What you will do -
Without changing a thing, reproduce the entire listing and leave out its pictures.
━━━ Data extracts
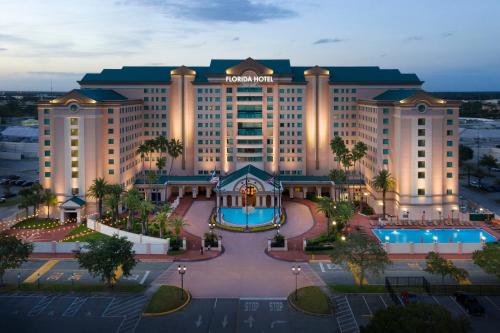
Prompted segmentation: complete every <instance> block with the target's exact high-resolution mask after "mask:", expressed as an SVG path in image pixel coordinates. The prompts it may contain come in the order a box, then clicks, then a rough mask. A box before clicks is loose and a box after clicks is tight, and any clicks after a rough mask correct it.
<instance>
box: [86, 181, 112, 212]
mask: <svg viewBox="0 0 500 333" xmlns="http://www.w3.org/2000/svg"><path fill="white" fill-rule="evenodd" d="M107 191H108V182H107V181H106V180H105V179H104V178H96V179H94V183H93V184H92V185H91V186H90V188H89V195H90V197H92V198H94V199H97V203H98V206H97V207H98V211H99V218H102V201H103V199H104V197H105V196H106V194H107Z"/></svg>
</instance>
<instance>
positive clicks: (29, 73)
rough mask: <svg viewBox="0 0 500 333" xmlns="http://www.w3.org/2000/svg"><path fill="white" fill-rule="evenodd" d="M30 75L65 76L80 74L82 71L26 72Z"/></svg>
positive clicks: (73, 75) (27, 73) (71, 75)
mask: <svg viewBox="0 0 500 333" xmlns="http://www.w3.org/2000/svg"><path fill="white" fill-rule="evenodd" d="M27 74H30V75H39V76H59V77H67V76H78V77H80V76H82V75H83V74H84V73H77V72H43V71H42V72H27Z"/></svg>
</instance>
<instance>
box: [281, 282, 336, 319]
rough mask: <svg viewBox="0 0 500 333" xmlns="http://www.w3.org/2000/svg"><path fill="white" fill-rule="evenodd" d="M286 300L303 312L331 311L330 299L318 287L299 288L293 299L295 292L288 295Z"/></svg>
mask: <svg viewBox="0 0 500 333" xmlns="http://www.w3.org/2000/svg"><path fill="white" fill-rule="evenodd" d="M288 300H289V301H290V302H291V303H292V304H293V305H294V306H295V307H297V308H298V309H300V310H303V311H305V312H310V313H315V314H323V315H328V314H331V313H332V307H331V304H330V299H329V298H328V296H327V295H325V293H324V292H323V291H321V289H320V288H318V287H314V286H309V287H304V288H300V289H299V290H298V293H297V300H296V299H295V292H292V293H291V294H290V296H288Z"/></svg>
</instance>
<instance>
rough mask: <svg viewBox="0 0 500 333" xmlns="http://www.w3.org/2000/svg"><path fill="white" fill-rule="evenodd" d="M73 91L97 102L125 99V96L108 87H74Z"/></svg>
mask: <svg viewBox="0 0 500 333" xmlns="http://www.w3.org/2000/svg"><path fill="white" fill-rule="evenodd" d="M73 91H74V92H76V93H78V94H80V95H83V96H86V97H88V98H90V99H93V100H94V101H97V102H106V101H108V102H109V101H126V100H127V97H125V96H123V95H121V94H119V93H117V92H116V91H114V90H110V89H74V90H73Z"/></svg>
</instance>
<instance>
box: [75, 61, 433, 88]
mask: <svg viewBox="0 0 500 333" xmlns="http://www.w3.org/2000/svg"><path fill="white" fill-rule="evenodd" d="M243 61H245V60H244V59H212V60H211V61H210V65H209V66H187V67H188V68H191V69H193V70H194V71H196V77H195V82H207V79H208V76H210V75H224V74H225V73H226V69H227V68H230V67H233V66H236V65H238V64H239V63H241V62H243ZM255 61H257V62H258V63H260V64H262V65H263V66H266V67H268V68H271V69H272V70H273V72H274V75H277V76H290V77H292V81H293V82H300V83H304V82H305V79H304V71H305V70H306V69H309V68H311V67H313V66H291V65H290V60H288V59H256V60H255ZM178 67H180V66H124V67H122V68H121V69H104V70H102V71H101V73H89V74H86V75H85V76H84V77H83V78H82V79H81V80H80V81H79V83H80V84H115V83H116V84H133V83H145V84H148V83H149V84H169V83H170V81H171V77H170V72H171V71H172V70H173V69H176V68H178ZM320 67H323V68H326V69H328V70H329V71H330V83H338V84H341V83H347V84H422V83H423V82H422V81H420V79H419V78H418V77H417V75H415V74H404V73H401V72H400V71H399V70H397V69H381V68H379V67H376V66H369V67H363V66H361V67H359V66H358V67H335V66H333V67H332V66H320Z"/></svg>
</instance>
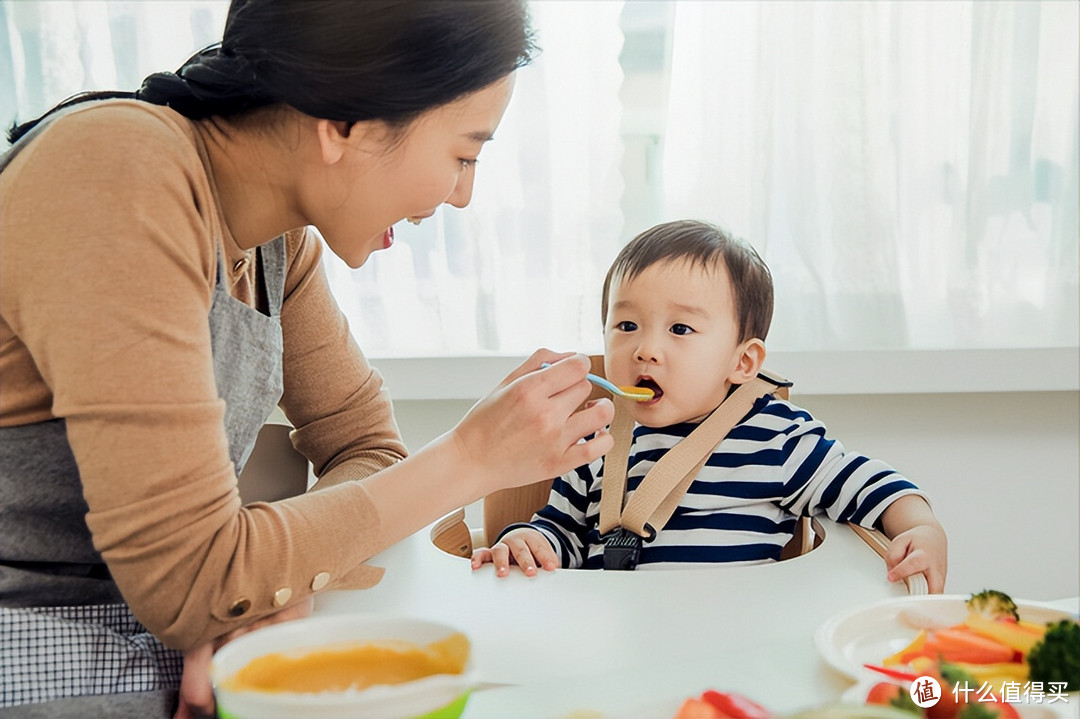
━━━━━━
Exercise result -
Prompted segmentation: complete every <instance> block with the target's exact high-resolution mask after "mask:", expressed as an SVG path in image pixel coordinates. The prompts it may contain come in the order a box, then clicks, then a rough mask. A box before clicks is loose and a box after clicks is tight, and any clicks after a rough mask correct it.
<instance>
box: [86, 181, 112, 212]
mask: <svg viewBox="0 0 500 333" xmlns="http://www.w3.org/2000/svg"><path fill="white" fill-rule="evenodd" d="M107 191H108V182H107V181H106V180H105V179H104V178H96V179H94V183H93V184H92V185H91V186H90V188H89V195H90V197H92V198H94V199H97V203H98V206H97V207H98V211H99V218H102V201H103V199H104V197H105V196H106V194H107Z"/></svg>
</instance>
<instance>
positive clicks: (29, 73)
rough mask: <svg viewBox="0 0 500 333" xmlns="http://www.w3.org/2000/svg"><path fill="white" fill-rule="evenodd" d="M30 75L65 76L80 74L82 71L26 72Z"/></svg>
positive clicks: (73, 75) (27, 73) (71, 75)
mask: <svg viewBox="0 0 500 333" xmlns="http://www.w3.org/2000/svg"><path fill="white" fill-rule="evenodd" d="M27 74H30V75H39V76H59V77H67V76H78V77H80V76H82V75H83V74H84V73H77V72H43V71H42V72H27Z"/></svg>
</instance>
<instance>
box: [281, 282, 336, 319]
rough mask: <svg viewBox="0 0 500 333" xmlns="http://www.w3.org/2000/svg"><path fill="white" fill-rule="evenodd" d="M286 300L303 312L331 311L330 299L318 287L299 288L293 299L295 292L288 295Z"/></svg>
mask: <svg viewBox="0 0 500 333" xmlns="http://www.w3.org/2000/svg"><path fill="white" fill-rule="evenodd" d="M288 300H289V301H290V302H291V303H292V304H293V305H294V306H295V307H297V308H298V309H300V310H303V311H305V312H310V313H315V314H323V315H328V314H331V313H332V307H331V304H330V299H329V298H328V296H327V295H325V293H324V292H323V291H321V289H320V288H318V287H314V286H309V287H304V288H300V289H299V290H298V293H297V300H296V299H295V292H292V293H291V294H290V296H288Z"/></svg>
</instance>
<instance>
rough mask: <svg viewBox="0 0 500 333" xmlns="http://www.w3.org/2000/svg"><path fill="white" fill-rule="evenodd" d="M73 91L97 102L125 99V96L108 87H74Z"/></svg>
mask: <svg viewBox="0 0 500 333" xmlns="http://www.w3.org/2000/svg"><path fill="white" fill-rule="evenodd" d="M73 91H74V92H76V93H78V94H80V95H83V96H86V97H88V98H90V99H93V100H94V101H97V102H106V101H108V102H109V101H126V100H127V97H125V96H123V95H121V94H119V93H117V92H116V91H114V90H110V89H74V90H73Z"/></svg>
</instance>
<instance>
box: [75, 61, 433, 88]
mask: <svg viewBox="0 0 500 333" xmlns="http://www.w3.org/2000/svg"><path fill="white" fill-rule="evenodd" d="M243 61H245V60H244V59H212V60H211V61H210V65H209V66H187V67H188V68H191V69H193V70H194V71H196V77H195V82H207V79H208V76H210V75H224V74H225V73H226V69H227V68H230V67H233V66H236V65H238V64H239V63H241V62H243ZM255 61H257V62H258V63H260V64H262V65H263V66H266V67H268V68H271V69H272V70H273V72H274V75H277V76H290V77H292V81H293V82H300V83H304V82H305V79H304V71H305V70H306V69H309V68H311V67H313V66H291V65H290V60H288V59H256V60H255ZM178 67H180V66H124V67H122V68H121V69H104V70H102V71H101V73H89V74H86V75H85V76H84V77H83V78H82V79H81V80H80V81H79V83H80V84H115V83H116V84H133V83H145V84H148V83H149V84H169V83H170V81H171V77H170V72H171V71H172V70H173V69H176V68H178ZM320 67H323V68H326V69H328V70H329V71H330V83H338V84H341V83H347V84H422V83H423V82H422V81H420V79H419V78H418V77H417V75H415V74H404V73H401V72H400V71H399V70H397V69H381V68H379V67H376V66H369V67H363V66H361V67H359V66H358V67H335V66H333V67H332V66H320Z"/></svg>
</instance>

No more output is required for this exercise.